## begin GIVEN INFORMATION

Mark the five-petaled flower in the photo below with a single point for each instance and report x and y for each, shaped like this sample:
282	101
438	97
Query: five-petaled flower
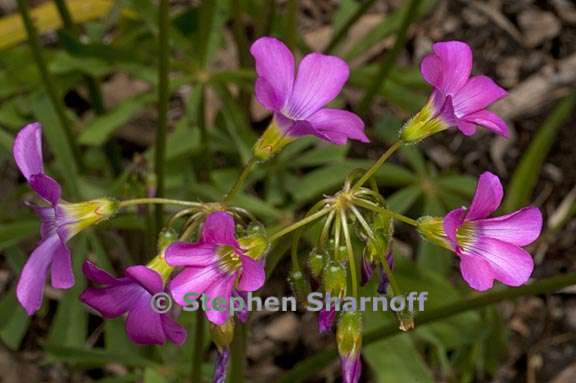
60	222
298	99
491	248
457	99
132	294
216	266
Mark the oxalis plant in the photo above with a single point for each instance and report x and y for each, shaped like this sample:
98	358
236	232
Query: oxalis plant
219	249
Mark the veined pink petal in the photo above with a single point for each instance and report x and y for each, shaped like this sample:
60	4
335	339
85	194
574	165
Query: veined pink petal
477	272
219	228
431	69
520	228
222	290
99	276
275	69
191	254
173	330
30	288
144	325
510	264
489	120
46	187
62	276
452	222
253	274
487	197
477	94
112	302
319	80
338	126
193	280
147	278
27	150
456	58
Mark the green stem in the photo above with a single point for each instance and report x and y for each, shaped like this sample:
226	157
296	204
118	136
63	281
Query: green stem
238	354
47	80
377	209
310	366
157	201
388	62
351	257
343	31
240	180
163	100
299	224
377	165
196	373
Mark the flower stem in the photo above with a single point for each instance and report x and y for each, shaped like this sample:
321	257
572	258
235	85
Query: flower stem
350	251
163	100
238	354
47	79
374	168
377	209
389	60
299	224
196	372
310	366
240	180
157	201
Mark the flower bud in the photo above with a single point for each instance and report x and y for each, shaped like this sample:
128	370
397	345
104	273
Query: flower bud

## end GIVEN INFORMATION

**PROMPT:**
Copy out the lines word for word, beginning at the line that contains "Mark the flower stem" and ending with the last line.

**TASK ANSWER:**
Mark the flower stem in the photo above with a single point for each instance and report x and y for each, shaped like this sample:
321	257
572	258
235	85
Query: flower stem
350	251
163	100
238	354
47	79
374	168
377	209
389	60
299	224
196	372
310	366
240	180
157	201
Mark the flower bud in the photo above with a single point for each instance and report x and y for each, shaped like this sample:
128	370
397	345
104	273
Query: flower bud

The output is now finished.